[The task]
This exercise requires an exact copy of each line from the one containing "the light gray" down to the last line below.

[Source data]
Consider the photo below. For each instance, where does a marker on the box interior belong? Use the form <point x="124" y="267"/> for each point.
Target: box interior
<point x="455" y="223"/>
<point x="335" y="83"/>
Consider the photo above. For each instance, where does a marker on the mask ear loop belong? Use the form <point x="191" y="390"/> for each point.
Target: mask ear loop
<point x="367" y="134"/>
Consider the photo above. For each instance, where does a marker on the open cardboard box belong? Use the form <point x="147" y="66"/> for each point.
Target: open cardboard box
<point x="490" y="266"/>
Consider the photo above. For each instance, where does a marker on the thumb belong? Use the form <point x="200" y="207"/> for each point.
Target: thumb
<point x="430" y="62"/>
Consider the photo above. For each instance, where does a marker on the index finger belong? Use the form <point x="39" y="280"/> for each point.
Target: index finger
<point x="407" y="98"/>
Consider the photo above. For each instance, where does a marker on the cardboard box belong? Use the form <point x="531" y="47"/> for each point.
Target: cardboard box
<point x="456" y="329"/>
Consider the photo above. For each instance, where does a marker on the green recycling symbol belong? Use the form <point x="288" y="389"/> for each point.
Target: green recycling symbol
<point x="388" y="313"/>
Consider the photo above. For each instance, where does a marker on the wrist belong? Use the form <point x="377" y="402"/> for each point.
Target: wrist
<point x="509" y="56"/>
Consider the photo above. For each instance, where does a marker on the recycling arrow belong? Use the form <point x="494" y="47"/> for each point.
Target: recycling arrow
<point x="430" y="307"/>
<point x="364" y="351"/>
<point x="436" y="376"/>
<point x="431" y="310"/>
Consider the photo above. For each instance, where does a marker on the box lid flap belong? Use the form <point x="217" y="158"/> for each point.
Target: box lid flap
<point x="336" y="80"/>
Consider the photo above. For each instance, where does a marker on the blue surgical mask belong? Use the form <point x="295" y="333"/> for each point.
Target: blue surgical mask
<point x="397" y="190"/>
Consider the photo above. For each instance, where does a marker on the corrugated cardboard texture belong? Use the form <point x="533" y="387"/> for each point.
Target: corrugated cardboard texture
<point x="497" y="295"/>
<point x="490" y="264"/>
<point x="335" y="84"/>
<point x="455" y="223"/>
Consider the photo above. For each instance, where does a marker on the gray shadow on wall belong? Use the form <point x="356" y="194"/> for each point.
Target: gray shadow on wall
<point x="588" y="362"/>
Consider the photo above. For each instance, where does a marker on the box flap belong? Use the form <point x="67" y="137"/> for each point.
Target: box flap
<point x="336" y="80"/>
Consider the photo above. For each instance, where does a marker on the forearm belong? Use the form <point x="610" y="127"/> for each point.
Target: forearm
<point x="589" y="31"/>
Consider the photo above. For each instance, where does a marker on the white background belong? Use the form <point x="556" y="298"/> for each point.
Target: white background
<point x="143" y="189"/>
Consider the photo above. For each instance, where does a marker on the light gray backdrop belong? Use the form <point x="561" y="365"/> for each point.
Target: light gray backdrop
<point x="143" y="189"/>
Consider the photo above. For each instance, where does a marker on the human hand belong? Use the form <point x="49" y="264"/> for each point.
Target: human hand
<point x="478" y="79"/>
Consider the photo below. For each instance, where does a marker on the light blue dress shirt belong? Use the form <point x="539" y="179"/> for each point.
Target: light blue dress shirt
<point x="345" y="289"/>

[Response area]
Consider the photo above. For each instance, where does a marker on the light gray backdrop belong? Use the form <point x="561" y="365"/> for each point.
Target: light gray backdrop
<point x="143" y="189"/>
Consider the photo above. For each instance, where does a marker on the human hand belong? Use the form <point x="49" y="264"/> for each point.
Target: human hand
<point x="478" y="79"/>
Consider the photo below. For each instance, where does a marker on the light blue dress shirt belong? Use the form <point x="539" y="179"/> for each point.
Target: light blue dress shirt
<point x="345" y="289"/>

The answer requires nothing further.